LISTA DE TAREFAS:
1 > Responde às perguntas sobre o texto «Pouco barulho»:
(a) Que ditado é citado no texto?
(b) Segundo o texto, as conversas servem só para quê?
(c) Em que três sítios se diz que se pode escrever?
2 > Escreve a continuação do texto «Pouco barulho» a partir do ponto em que termina.

16 maio 2009

Pouco barulho

Há dias falava de palavras, do estardalhaço ininterrupto que fazem dentro de nós, dos estragos capazes de provocar. Há-de ser assim com todos, fazendo menos mossa a uns, que as gerem melhor, mais a outros, que sufocam se lhes não dão primazia, andamento e caminho visível. Tempos houve em que me acalorava a conversa, a comunicação, a fala, o desabafo, as ideias. Hoje, nada disso me interessa como outrora. Chego a ter saudades do silêncio. Palavras leva-as o vento, estrebucha o ditado em mim. Estafam-me conversas sérias, cansam-me as opiniões sobre tudo e mais alguma coisa. Os porquês disto e daquilo, que se exigem a ferro e fogo, servindo umas poucas de inverdades e loucuras. Encantam-me os que sem abrir boca dizem tudo. E vou à lua com os que teimam fazer com o gesto o seu discurso, a sua declaração de amor. Hoje, percebo uma série de homens calados que havia antigamente. E as mulheres que agora me dizem “fazes-me rir”. Conversas, de facto, só para rir. Para chorar, para ensinar, para guardar, escrevam. Mergulhem no silêncio, oiçam-se e escrevam como souberem. Nas mãos, nas paredes, nos panos da loiça. De resto, poupem-se. Senão um dia ninguém vos ouve.

DaLheGas

8 comentários:

Anónimo disse...

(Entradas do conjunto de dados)

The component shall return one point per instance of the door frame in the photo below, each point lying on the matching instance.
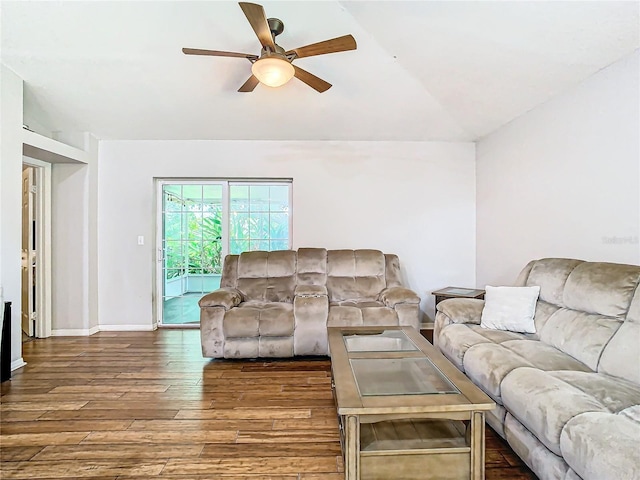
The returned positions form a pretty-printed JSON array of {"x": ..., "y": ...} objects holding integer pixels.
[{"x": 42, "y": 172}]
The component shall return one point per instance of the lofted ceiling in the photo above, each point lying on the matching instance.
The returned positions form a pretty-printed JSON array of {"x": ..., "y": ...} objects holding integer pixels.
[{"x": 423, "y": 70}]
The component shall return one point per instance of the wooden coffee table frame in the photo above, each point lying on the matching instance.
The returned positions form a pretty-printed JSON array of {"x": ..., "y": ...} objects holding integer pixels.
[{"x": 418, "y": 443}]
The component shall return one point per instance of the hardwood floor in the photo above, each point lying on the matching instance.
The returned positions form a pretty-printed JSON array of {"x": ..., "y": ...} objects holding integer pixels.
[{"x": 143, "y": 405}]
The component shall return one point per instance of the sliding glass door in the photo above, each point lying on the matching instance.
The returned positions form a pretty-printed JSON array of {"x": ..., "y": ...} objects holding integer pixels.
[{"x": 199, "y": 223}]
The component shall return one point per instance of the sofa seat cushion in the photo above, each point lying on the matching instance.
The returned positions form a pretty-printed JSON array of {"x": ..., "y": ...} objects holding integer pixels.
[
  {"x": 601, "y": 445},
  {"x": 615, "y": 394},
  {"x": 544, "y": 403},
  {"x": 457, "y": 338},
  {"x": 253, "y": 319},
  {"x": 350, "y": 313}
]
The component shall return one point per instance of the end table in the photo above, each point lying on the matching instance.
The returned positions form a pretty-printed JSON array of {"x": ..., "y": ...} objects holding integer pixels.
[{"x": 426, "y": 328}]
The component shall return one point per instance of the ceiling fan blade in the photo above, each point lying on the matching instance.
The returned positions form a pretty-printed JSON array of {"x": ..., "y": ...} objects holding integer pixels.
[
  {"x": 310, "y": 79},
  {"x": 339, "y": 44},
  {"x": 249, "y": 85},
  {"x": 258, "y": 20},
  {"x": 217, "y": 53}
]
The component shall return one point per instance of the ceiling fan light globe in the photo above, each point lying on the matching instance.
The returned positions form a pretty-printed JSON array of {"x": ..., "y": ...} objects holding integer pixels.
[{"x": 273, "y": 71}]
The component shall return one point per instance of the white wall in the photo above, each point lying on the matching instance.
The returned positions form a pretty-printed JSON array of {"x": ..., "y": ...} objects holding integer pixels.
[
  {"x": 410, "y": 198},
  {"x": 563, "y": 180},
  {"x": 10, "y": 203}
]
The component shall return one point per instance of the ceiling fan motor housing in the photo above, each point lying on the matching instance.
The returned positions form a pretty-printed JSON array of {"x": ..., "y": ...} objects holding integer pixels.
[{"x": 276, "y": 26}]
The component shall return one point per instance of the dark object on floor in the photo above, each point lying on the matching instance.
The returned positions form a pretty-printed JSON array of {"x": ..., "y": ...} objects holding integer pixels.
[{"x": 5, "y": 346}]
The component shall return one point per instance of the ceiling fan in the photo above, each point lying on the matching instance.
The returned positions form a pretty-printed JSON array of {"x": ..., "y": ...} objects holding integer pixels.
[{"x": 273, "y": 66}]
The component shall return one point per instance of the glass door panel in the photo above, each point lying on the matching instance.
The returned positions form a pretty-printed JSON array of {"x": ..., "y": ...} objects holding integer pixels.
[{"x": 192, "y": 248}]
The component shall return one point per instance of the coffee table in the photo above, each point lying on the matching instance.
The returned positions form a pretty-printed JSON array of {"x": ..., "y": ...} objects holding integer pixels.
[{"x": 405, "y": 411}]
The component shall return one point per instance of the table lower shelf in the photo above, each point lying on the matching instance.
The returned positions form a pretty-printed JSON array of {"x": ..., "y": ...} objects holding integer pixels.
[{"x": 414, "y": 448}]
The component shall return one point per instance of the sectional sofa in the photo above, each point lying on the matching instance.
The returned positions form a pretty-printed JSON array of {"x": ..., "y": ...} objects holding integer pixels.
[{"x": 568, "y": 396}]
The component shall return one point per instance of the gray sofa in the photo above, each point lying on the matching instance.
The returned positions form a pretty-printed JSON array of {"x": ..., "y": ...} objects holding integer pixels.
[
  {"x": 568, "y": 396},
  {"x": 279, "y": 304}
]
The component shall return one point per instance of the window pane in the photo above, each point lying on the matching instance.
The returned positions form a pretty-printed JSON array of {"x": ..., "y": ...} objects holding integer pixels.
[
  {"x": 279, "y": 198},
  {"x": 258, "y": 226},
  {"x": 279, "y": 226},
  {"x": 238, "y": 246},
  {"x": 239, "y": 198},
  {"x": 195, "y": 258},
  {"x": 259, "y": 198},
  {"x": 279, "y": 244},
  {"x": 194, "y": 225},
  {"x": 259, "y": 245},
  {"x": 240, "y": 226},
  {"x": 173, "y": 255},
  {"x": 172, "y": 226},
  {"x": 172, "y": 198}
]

* * *

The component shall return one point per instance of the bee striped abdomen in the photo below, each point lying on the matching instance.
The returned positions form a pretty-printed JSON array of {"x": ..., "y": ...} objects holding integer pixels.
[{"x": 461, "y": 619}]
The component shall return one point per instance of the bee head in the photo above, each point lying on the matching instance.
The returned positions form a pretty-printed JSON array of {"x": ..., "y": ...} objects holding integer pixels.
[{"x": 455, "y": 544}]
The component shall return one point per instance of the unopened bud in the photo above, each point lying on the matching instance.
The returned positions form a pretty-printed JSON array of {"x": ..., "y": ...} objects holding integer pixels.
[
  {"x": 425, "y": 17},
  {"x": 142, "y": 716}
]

RESPOSTAS ESPERADAS:
1 >
(a) «Palavras leva-as o vento.»
(b) Só para rir.
(c) Nas mãos, nas paredes e nos panos da loiça.

2 >
Ah, Dalhe, como eu te admiro e invejo, como me identifico, como gostava de te ter aqui ao pé de mim, sempre, numa caixinha,num estojo de veludo, num cofre de segredo gravado na alma, encolhida à escala de um polegarzinho mágico, só para mim, preciosa, extravagante, rara, única, inclonável, exclusiva, guardada como um anel de rubis ou uma tiara de diamantes, para, sempre que me entristecessem, me esvaziassem,me magoassem ou humilhassem, pudesse abri-la e chamar-te e ver-te e de novo sorrir e de novo caminhar e de novo renascer! Não me morras, Mulher, tu jura-me, que és das poucas esperanças que eu ainda tenho na vida!

Rita Ferro

ana v. disse...

A isso chama-se maturidade, minha querida DaLhe. Também vou ficando menos palavrosa, mesmo não sendo garantido que esteja a ficar mais sábia. Tu, sim: a sabedoria das esferas instalou-se-te nos dedos e escorre deles para o teclado como leite morno, gritando no silêncio de cada linha deste texto fantástico. Parabéns. Espero poder ouvir-te sempre, mesmo quando não falas, mesmo quando não ris.

Beijo grande

Anónimo disse...

Fantástico texto! E, tal como ana v., penso que esta não-necessidade de falar tanto, e de gozar o silêncio, tem muito a ver com a maturidade, com "alguma" sabedoria que se foi conquistando. Tinha um amigo, que já morreu, que me dizia com alguma frequência: "c, tu cansas-me. Usas muitas palavras!". Tão verdade. Ele era um homem de silêncios. E nos seus silêncios dizia tudo.
Gostei particularmente da ideia de escrever no "pano da loiça"... pcp

cris disse...

DaLheGas,
Tem razão.
Nada como uma boa música e um bom livro.
Ler, percorrer o dom das palavras silenciosas.
Passear o cão, num pinhal ou na praia.
Mas hoje em dia é tão dificil e perigoso encontrar um lugar, sem ser em casa, onde estejamos realmente sózinhos, a ver a vida a passar devagarinho.
Agora, por acaso vou escrever, as fitas de finalistas dos meus filhos e de alguns amigos deles.
Vou ter que fazer uns minutos de silêncio para me inspirar....

DaLheGas disse...

minhas senhoras, minhas senhoras...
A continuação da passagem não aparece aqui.